- _TO BE DONE_:
Rewrite the records with "curved stem" changed to "bent stalk" and every other line and character left as it is.

"""

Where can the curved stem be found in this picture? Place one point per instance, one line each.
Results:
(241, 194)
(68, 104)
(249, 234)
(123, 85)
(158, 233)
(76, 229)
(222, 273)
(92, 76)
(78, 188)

"""

- _TASK OUTPUT_:
Where can the bent stalk be found in this picture? Place one point per instance, one line each.
Results:
(241, 194)
(68, 104)
(249, 234)
(123, 85)
(158, 233)
(76, 229)
(222, 273)
(92, 76)
(78, 188)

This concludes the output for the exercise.